The Marten Hills development program has produced average well
rates in-line with expectations, with ongoing waterflood injection
in the area proceeding in-line with forecasts to date.
Infrastructure improvement and expansion is ongoing with additional
compression capacity being added. In addition, a significant
expansion to the in-field pipeline infrastructure has resulted in
approximately 60% of Marten Hills oil production connected to the
main 11-04 facility, including 5 mmcf/d of conserved natural
gas
In Nipisi, the 14-18-076-06W5, 02-19-076-06W5 and 09-19-076-06W5
pads drilled in H1 2022 are currently producing over 4,000 bopd, on
a combined basis, from 3.25 sections of land. Performance from this
area is ahead of forecast with all 22 wells having been onstream
for more than five months and still averaging ~180 bopd per well.
These results provide confidence that Tamarack's Nipisi waterflood
fairway can be expanded to the east onto the acquired Deltastream
lands. In addition, significant road construction was completed
during Q3 to provide access to approximately 11 sections of high
graded Nipisi inventory for future drilling.
Total production from the Deltastream assets averaged 20,400
boe/d(5) (19,300 bopd) through the first three weeks of
October, with 13,300 boe/d(5) and 5,300
boe/d(5) coming from the Marten Hills and Nipisi areas
respectively. Nipisi has experienced substantial growth in 2022,
from a 2021 exit rate of 240 bopd to over 5,000 bopd oil in early
Q3, reflecting a very active and successful H1 2022 drilling
program.
Clearwater
Peavine/Seal – Tamarack has licensed its first eight leg
multi-lateral well in Peavine. Surface construction is ongoing,
with an estimated spud date in mid-November. At Seal, we are on
track to spud our first three well pad in early December testing
three separate Clearwater
sands.
West Marten Hills Exploration – Tamarack has rig released
four West Marten Hills wells, including a step out well in the
Clearwater A sand. Two of the four wells are on production, with
the Clearwater A sand results exceeding Company expectations at
over 200 bopd, despite being facility constrained while awaiting
completion of construction on the permanent oil facility in this
area which is anticipated to be completed in early November.
Additionally, Tamarack has spud its first of three extended reach
multi-laterals from the 14-07-076-04W5 pad.

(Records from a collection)

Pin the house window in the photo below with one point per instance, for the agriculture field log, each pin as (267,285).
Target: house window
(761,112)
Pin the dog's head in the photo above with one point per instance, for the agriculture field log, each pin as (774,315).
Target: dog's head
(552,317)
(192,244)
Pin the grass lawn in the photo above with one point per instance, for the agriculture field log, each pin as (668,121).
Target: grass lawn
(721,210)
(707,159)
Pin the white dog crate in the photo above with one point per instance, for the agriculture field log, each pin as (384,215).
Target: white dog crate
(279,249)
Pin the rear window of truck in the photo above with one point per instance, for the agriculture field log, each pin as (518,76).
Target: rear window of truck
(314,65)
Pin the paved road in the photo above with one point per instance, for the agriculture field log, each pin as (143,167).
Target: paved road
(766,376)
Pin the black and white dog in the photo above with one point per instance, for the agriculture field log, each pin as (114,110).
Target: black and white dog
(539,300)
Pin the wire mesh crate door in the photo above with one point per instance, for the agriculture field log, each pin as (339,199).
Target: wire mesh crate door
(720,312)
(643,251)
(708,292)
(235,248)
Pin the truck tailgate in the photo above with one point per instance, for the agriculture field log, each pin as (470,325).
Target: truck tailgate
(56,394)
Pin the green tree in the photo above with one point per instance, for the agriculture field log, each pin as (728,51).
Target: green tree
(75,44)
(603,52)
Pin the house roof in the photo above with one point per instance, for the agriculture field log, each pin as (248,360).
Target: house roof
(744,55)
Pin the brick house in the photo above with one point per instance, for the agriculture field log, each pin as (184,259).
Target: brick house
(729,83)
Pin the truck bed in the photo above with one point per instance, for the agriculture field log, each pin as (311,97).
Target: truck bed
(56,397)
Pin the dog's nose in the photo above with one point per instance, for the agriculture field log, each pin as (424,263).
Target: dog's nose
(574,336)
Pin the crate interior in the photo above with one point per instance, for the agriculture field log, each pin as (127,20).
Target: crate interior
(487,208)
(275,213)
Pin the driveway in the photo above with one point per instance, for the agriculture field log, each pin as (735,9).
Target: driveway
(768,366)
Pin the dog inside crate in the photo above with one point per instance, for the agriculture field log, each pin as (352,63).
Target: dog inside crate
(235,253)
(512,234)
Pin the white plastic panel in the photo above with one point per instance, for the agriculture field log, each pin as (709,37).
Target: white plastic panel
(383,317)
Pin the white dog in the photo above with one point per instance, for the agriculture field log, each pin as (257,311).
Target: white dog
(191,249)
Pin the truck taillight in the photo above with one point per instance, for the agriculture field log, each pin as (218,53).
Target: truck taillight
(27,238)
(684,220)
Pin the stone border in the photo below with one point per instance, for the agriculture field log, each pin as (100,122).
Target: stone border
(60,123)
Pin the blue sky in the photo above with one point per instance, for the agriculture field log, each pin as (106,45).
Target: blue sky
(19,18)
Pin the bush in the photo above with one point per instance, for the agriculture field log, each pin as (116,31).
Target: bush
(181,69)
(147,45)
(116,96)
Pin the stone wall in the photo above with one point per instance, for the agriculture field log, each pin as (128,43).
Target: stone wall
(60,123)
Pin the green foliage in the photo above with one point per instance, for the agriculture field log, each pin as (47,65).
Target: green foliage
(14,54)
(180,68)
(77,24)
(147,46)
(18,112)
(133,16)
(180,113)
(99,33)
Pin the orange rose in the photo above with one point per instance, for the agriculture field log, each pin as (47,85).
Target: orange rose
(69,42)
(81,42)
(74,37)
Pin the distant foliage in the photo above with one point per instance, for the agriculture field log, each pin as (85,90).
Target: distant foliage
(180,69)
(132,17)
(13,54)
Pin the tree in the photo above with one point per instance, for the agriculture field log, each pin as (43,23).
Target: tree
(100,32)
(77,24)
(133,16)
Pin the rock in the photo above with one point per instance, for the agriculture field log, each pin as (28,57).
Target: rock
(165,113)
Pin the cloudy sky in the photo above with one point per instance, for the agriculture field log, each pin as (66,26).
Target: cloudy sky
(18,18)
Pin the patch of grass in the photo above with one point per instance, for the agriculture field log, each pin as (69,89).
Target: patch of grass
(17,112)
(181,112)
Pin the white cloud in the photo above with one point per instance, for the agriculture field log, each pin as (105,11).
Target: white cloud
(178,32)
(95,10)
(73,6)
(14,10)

→ Problem set
**A)** From the Tamarack operations update, set down the passage starting at "West Marten Hills Exploration" and ending at "the 14-07-076-04W5 pad.".
**B)** List every pad identifier that the Tamarack operations update gives in land-location form.
**C)** Extend the Tamarack operations update from its final sentence onward.
These records come from a separate source, not from the Tamarack operations update.

→ Responses
**A)**
West Marten Hills Exploration – Tamarack has rig released
four West Marten Hills wells, including a step out well in the
Clearwater A sand. Two of the four wells are on production, with
the Clearwater A sand results exceeding Company expectations at
over 200 bopd, despite being facility constrained while awaiting
completion of construction on the permanent oil facility in this
area which is anticipated to be completed in early November.
Additionally, Tamarack has spud its first of three extended reach
multi-laterals from the 14-07-076-04W5 pad.

**B)** 14-18-076-06W5, 02-19-076-06W5, 09-19-076-06W5, 14-07-076-04W5

**C)**
West Nipisi – Tamarack's strategy at West Nipisi is
focused on optimizing waterflood development moving forward. The
Company has rig released 15 of 17 wells planned from four different
pad sites, all of which are being developed under Tamarack's Nipisi
Clearwater waterflood configuration. Currently, 14 of the 15 rig
released wells are on production and average initial rates are
exceeding expectations with the new 13-23-076-08W5 six well pad
producing over 2,000 bopd. Injection commenced on three wells
at Tamarack's waterflood pilot in early May, which is currently
producing at 400 bopd, up from initial rates of 300 bopd. Tamarack
has increased its H2 2022 injector drilling program from five wells
to eight, including a trial three leg multi-lateral injector, given
the positive response exhibited to date from the pilot. Currently
three injectors from the 03-23-076-08W5 pad have been rig
released.
Southern
Clearwater – Tamarack continues to actively develop
its Southern Clearwater assets
with two rigs currently operating. Through area consolidation and
development, Southern Clearwater
production has increased from less than 500 bopd in Q4/21 to
current rates of greater than 7,200 bopd. Development has been
highlighted at West Perryvale, where production results have
outperformed the area type curve and further inventory has been
added through continued pool delineation. To date in 2022, 39 wells
have been rig released, with 36 of those wells currently onstream.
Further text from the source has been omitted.